TASK OBJECTIVE
Start to finish, repeat the records exactly.

□ □ □

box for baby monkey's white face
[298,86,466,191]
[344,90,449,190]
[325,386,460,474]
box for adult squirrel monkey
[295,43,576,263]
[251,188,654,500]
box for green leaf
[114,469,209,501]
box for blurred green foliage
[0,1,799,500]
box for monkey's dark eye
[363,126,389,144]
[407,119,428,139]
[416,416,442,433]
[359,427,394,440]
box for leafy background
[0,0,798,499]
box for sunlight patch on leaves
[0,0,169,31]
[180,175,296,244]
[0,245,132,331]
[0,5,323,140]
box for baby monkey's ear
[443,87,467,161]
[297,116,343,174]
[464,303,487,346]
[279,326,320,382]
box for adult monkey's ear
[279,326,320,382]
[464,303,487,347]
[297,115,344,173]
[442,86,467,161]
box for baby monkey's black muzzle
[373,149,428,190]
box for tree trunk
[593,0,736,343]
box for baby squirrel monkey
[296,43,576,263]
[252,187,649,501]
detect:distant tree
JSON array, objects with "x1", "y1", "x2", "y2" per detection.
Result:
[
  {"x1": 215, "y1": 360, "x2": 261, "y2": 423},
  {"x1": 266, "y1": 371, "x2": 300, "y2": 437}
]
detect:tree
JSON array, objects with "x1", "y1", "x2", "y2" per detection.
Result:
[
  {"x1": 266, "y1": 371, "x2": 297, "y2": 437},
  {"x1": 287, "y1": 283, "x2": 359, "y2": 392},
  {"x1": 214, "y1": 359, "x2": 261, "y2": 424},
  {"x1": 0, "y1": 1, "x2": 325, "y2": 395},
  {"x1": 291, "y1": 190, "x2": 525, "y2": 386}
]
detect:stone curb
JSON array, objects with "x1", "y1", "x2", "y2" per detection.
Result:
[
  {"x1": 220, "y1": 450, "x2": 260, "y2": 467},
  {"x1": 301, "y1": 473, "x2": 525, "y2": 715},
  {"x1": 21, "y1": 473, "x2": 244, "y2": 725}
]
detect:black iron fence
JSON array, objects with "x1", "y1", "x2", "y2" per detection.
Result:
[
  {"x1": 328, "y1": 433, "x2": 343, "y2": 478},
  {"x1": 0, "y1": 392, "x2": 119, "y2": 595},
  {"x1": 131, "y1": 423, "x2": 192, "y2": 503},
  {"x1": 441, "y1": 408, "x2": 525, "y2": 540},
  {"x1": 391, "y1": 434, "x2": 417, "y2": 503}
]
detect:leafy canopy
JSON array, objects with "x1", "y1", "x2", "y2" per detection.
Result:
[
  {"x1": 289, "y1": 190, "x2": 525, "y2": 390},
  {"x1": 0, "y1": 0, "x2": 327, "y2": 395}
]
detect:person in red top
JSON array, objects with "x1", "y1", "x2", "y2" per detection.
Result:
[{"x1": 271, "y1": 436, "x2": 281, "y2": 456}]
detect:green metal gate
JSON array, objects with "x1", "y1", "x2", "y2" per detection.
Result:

□ □ □

ANSWER BOX
box for baby monkey's white face
[298,86,466,191]
[344,90,449,190]
[325,386,460,474]
box for adult squirrel monkey
[295,43,576,263]
[251,188,654,500]
box for green leaf
[114,469,209,501]
box for blurred green foliage
[0,1,799,500]
box for monkey's dark eye
[363,126,389,144]
[407,119,428,139]
[416,416,442,433]
[359,427,394,440]
box for leafy background
[0,0,798,499]
box for sunlight patch on leaves
[0,0,169,31]
[180,175,296,244]
[0,245,132,331]
[0,5,323,140]
box for baby monkey's ear
[443,87,467,161]
[297,116,343,174]
[464,303,487,346]
[279,326,320,382]
box for adult monkey's ear
[279,326,320,382]
[464,303,487,347]
[297,115,344,173]
[442,86,467,161]
box for baby monkey's black muzzle
[373,149,428,190]
box for tree trunk
[593,0,736,343]
box for baby squirrel monkey
[296,43,576,263]
[252,187,649,501]
detect:distant tree
JSON array, objects with "x1", "y1", "x2", "y2" per detection.
Result:
[
  {"x1": 215, "y1": 360, "x2": 261, "y2": 423},
  {"x1": 266, "y1": 371, "x2": 300, "y2": 437}
]
detect:tree
JSON array, objects with "x1", "y1", "x2", "y2" per detection.
Result:
[
  {"x1": 266, "y1": 371, "x2": 297, "y2": 437},
  {"x1": 287, "y1": 283, "x2": 359, "y2": 392},
  {"x1": 214, "y1": 359, "x2": 261, "y2": 424},
  {"x1": 0, "y1": 1, "x2": 325, "y2": 395},
  {"x1": 291, "y1": 190, "x2": 525, "y2": 386}
]
detect:stone curb
JSON array, objects with "x1", "y1", "x2", "y2" per detection.
Result:
[
  {"x1": 220, "y1": 450, "x2": 260, "y2": 467},
  {"x1": 301, "y1": 473, "x2": 525, "y2": 715},
  {"x1": 21, "y1": 473, "x2": 244, "y2": 725}
]
detect:black iron fence
JSON array, objects with "x1", "y1", "x2", "y2" per detection.
Result:
[
  {"x1": 328, "y1": 433, "x2": 343, "y2": 478},
  {"x1": 0, "y1": 392, "x2": 119, "y2": 595},
  {"x1": 131, "y1": 423, "x2": 192, "y2": 503},
  {"x1": 441, "y1": 408, "x2": 525, "y2": 540},
  {"x1": 391, "y1": 434, "x2": 417, "y2": 503}
]
detect:leafy canopy
JSON array, objects with "x1", "y1", "x2", "y2" per detection.
Result:
[
  {"x1": 289, "y1": 190, "x2": 525, "y2": 390},
  {"x1": 0, "y1": 0, "x2": 327, "y2": 395}
]
detect:person in red top
JSON array, objects with "x1", "y1", "x2", "y2" per detection.
Result:
[{"x1": 271, "y1": 436, "x2": 281, "y2": 456}]
detect:green metal gate
JSON array, objects with "x1", "y1", "x2", "y2" per detection.
Result:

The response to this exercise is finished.